EXERCÍCIOS
1. Transforme em uma lista mais curta o parágrafo do texto sobre o recruta que começa com "Me estico preguiçosamente no sofá", preservando seus fatos principais.
2. Prossiga com o texto sobre o recruta, começando logo depois da última frase apresentada.

TEXTO-FONTE
----------
Olá, pessoas!
No post inaugural expliquei, ou ao menos tentei explicar o porque deste blog e como ele - mais ou menos - funcionaria, sem no entanto seguir uma linha assim tão rígida, desde que se enquadre dentro da cultura e principalmente de uma de suas subdivisões; a literatura.
Lembram-se que escrevi que iria começar com contos?
"Sim, nos lembramos."
Então, vou postar hoje o início de um conto, que dividirei em fascículos, por motivos práticos.
"Como assim?"
Bom, irei publicá-los à medida em que os escrevo, - o que não está sendo muito fácil devido ao tempo curto - bem como este formato torna o conteúdo mais interessante.
Sendo assim, sem mais delongas, a primeira parte.
Espero que gostem.
Crônicas
de um recruta
1
“
...No ano em que completar 18 anos, procure a Junta de Serviço
Militar em sua cidade e aliste-se. Serviço militar; a segurança do
Brasil em nossas mãos...”
Me
estico preguiçosamente no sofá – numa cinzenta manhã de sábado,
num já longínquo janeiro de 1997 - assistindo a este anúncio na TV
que já tinha se tornado uma “tradição” – quase que um mantra
- repetido à exaustão naquela época do ano, que se estendia de
janeiro a abril. Subitamente - como se não me desse conta da
passagem do tempo – percebo que vou completar os fatídicos dezoito
dentro de duas semanas. A partir desta reflexão, um caleidoscópio
de pensamentos contraditórios invadem minha mente como uma
enxurrada.
Lembranças
de conselhos “bons” ou “maus” de amigos, parentes e
familiares a respeito do serviço militar. “Isso é pura perda de
tempo” ou “você quer mesmo ser mais um escravo do governo?”,
diziam uns, enquanto outros: “ Todo homem deveria servir, na minha
opinião” ou ainda “ o tempo passado no exército é uma lição
de vida!”
Sou
assaltado por uma súbita pressão que nunca havia sentido antes, um
negócio meio esquisito, meio gelado. Olhando pra trás, hoje percebo
que isso nada mais era do que entender que daquela época em diante,
era EU quem deveria decidir sobre meu rumo na vida, meu futuro(sim,
porque até então, todas tinham sido tomadas no “automático” ou
em consequência de anteriores, na maioria não por mim). E a
primeira grande decisão com que se confronta um projeto de gente
grande é justamente essa:
“Servir, or not servir, that is the question.”
----------
ENTRADAS FORNECIDAS
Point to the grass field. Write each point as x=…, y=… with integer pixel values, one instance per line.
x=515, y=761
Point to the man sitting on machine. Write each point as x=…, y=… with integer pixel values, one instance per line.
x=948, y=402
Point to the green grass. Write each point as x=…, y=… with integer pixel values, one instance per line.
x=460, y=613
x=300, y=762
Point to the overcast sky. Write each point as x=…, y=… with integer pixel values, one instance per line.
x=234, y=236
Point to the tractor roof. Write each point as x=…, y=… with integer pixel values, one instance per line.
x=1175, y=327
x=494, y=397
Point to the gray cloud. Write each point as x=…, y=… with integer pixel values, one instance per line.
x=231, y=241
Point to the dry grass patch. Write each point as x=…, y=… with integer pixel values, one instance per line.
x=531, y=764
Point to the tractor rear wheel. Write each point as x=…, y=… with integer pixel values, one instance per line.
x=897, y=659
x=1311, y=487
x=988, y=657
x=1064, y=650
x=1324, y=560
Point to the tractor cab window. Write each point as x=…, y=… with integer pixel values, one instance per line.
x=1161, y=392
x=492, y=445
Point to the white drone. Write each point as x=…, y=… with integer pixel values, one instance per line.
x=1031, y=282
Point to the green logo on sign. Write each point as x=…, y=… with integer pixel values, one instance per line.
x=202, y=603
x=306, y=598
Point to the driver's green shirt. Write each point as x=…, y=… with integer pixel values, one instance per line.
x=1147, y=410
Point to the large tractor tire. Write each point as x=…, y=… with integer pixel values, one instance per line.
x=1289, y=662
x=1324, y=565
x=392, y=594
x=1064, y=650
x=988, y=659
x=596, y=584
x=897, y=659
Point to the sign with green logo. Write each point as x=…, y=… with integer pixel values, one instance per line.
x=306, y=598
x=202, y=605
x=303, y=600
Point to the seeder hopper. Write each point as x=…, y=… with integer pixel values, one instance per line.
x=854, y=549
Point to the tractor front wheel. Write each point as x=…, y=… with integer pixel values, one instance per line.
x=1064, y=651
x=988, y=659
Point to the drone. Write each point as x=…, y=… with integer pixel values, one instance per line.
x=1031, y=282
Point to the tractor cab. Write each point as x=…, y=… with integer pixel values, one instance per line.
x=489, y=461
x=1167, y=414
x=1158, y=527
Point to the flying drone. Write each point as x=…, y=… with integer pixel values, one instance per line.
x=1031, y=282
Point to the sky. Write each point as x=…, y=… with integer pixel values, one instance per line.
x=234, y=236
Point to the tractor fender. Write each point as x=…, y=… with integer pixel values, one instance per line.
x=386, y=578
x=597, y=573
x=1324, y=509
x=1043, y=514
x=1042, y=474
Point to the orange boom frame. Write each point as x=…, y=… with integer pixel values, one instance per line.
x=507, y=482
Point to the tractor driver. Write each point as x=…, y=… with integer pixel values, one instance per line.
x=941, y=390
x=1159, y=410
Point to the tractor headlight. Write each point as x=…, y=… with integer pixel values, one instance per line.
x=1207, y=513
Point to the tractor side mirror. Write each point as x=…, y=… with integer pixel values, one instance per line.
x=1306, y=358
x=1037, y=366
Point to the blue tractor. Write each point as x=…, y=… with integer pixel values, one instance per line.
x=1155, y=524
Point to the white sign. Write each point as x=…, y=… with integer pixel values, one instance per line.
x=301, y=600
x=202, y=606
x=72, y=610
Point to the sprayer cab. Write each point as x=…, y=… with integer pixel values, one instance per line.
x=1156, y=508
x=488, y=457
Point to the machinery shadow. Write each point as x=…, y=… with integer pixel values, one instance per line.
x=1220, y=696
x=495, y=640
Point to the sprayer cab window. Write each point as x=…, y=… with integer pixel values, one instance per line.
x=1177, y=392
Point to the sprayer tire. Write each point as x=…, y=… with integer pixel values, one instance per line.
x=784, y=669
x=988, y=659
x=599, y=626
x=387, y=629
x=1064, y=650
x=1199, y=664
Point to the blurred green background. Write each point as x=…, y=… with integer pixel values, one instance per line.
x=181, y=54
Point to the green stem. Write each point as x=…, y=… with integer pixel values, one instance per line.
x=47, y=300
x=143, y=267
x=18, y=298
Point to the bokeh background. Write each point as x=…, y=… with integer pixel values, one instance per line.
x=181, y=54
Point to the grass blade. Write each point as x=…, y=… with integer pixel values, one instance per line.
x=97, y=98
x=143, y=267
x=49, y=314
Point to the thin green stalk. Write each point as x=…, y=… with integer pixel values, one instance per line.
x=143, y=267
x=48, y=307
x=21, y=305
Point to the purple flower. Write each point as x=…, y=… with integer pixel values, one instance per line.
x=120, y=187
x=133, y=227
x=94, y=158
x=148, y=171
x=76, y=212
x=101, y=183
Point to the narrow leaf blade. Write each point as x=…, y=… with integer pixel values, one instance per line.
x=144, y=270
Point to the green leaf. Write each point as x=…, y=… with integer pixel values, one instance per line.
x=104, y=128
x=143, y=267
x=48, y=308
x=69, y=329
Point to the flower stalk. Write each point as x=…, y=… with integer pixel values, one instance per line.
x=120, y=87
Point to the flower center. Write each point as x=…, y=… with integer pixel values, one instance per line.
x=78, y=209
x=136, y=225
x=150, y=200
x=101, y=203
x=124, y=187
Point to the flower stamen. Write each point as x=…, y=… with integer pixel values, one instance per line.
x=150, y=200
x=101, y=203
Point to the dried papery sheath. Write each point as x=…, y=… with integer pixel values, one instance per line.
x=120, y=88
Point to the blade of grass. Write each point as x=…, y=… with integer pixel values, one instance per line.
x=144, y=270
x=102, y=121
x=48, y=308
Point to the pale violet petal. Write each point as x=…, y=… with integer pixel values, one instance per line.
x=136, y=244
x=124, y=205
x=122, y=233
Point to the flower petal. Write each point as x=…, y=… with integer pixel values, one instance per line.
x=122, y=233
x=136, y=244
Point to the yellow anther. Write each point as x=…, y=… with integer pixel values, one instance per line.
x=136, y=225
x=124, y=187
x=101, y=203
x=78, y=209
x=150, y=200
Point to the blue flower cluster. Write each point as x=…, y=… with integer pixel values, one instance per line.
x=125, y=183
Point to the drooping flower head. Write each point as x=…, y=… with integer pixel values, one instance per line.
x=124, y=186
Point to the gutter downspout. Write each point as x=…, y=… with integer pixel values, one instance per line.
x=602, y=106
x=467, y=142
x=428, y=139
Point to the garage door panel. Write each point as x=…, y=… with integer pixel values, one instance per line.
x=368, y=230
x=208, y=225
----------
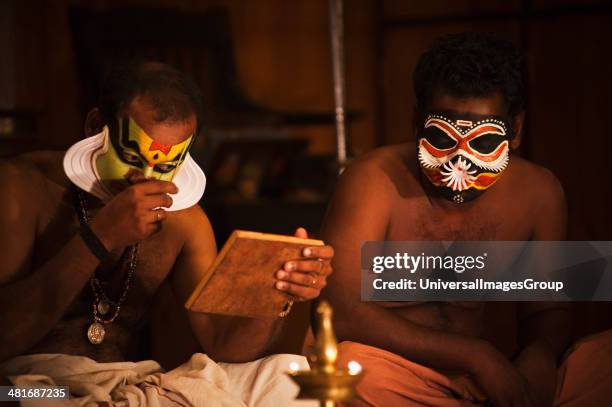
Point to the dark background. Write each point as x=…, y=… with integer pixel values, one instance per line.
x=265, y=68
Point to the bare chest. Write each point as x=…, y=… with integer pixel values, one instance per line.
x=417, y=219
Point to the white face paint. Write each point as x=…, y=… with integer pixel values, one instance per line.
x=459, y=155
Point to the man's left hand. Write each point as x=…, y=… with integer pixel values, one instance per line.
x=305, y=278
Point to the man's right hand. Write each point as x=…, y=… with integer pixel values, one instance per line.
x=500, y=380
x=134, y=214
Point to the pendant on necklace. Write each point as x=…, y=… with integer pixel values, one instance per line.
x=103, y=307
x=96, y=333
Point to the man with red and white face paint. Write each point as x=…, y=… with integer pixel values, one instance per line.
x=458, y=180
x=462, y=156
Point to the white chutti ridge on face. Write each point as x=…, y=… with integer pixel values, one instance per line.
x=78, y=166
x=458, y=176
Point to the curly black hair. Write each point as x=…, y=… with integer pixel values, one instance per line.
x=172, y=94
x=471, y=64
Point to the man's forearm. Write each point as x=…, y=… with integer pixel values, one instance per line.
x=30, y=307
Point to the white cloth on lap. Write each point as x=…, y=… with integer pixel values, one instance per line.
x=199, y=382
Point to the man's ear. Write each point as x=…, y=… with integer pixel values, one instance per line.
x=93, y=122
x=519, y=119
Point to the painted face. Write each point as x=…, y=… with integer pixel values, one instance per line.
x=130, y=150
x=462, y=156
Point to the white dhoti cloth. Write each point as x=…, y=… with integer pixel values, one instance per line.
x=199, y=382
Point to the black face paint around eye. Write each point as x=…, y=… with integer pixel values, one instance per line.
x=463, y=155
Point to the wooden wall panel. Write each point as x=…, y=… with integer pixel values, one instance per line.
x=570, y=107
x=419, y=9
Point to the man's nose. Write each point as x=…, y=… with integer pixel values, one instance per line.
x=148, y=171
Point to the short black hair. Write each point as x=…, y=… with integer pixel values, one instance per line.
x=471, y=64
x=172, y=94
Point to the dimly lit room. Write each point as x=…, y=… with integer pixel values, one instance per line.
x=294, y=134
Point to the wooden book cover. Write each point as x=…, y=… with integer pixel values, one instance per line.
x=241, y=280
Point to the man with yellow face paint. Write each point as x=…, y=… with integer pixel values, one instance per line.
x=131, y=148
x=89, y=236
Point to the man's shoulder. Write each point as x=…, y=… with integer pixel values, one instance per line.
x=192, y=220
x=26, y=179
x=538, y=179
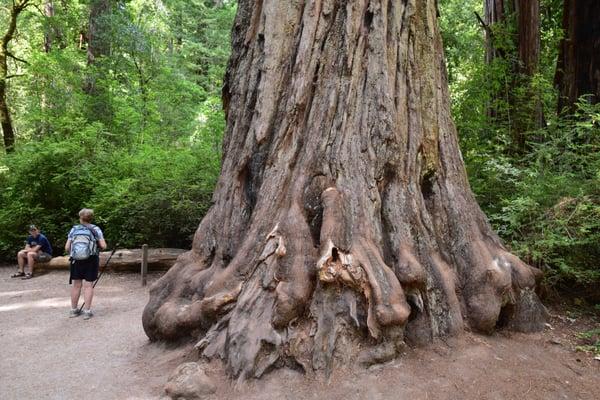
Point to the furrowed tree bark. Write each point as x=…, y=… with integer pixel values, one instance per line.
----------
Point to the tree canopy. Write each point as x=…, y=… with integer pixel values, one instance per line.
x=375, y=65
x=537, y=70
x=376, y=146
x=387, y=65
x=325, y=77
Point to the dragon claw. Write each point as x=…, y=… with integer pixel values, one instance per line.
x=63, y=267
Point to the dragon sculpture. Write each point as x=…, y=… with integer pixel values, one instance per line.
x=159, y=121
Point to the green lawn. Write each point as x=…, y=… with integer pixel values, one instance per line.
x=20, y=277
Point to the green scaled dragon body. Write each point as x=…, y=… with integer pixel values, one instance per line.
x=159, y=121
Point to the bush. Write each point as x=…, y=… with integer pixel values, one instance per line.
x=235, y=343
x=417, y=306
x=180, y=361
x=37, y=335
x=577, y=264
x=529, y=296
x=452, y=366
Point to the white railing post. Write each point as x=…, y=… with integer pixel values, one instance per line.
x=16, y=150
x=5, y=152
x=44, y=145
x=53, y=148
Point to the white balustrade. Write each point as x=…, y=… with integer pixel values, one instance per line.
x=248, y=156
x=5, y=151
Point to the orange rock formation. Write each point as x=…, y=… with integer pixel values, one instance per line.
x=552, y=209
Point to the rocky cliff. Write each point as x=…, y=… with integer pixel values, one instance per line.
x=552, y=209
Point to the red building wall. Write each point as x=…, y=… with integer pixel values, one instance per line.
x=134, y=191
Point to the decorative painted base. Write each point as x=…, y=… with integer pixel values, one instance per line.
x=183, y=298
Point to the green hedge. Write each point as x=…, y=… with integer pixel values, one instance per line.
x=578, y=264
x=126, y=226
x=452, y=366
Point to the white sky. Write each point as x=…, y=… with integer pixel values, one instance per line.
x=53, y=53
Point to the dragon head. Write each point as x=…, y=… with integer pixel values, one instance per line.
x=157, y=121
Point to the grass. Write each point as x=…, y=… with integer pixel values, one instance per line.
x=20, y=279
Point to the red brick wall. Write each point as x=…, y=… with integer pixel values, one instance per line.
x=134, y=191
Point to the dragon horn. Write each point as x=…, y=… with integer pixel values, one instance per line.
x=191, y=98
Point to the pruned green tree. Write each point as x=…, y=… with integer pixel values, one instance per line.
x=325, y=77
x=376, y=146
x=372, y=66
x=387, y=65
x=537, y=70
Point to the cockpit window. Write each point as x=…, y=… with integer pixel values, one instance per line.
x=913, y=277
----------
RESPOSTAS
1.
- Numa manhã cinzenta de sábado, em janeiro de 1997, estou esticado no sofá vendo na TV o anúncio de alistamento militar.
- O anúncio era repetido à exaustão de janeiro a abril, quase como um mantra.
- De repente, percebo que vou completar dezoito anos dentro de duas semanas.
- Essa constatação faz uma enxurrada de pensamentos contraditórios invadir minha mente.

2.
Falando
assim, desse jeito, parece que o negócio é inescapável, sem saída,
como se o sujeito tivesse descoberto que tem um câncer em estado
terminal ou adquirido AIDS. Mas, a única coisa obrigatória mesmo é
o alistamento. As demais etapas do processo são – como direi? -
improváveis no Brasil, sácumé,
né?(Em especial se os seus primeiros passos foram no carpete, e não
na terra do quintal) Sempre há o seu jeitinho. Ainda mais se o
cidadão puder contar com as limitações e deficiências do governo,
que se refletem em praticamente todas as coisas que lhe dizem
respeito, mas particularmente – na minha opinião – nas Forças
Armadas.
Os
“maus” conselheiros me diziam que, como o período de alistamento
se estendia(naquela época) por longos quatro meses, seria mais fácil
eu me safar se fosse até a Junta lá pro final de abril. Já os
“bons,” por outro lado, me aconselhavam a me alistar em janeiro
por duas razões. A primeira; poder escolher uma das três forças –
Exército, Marinha ou Força Aérea – e a segunda; ter certeza de
que eu seria “engajado” pois, dizia a lenda que os critérios de
seleção de recrutas obedeciam apenas a ordem de chegada(quanta
ignorância...).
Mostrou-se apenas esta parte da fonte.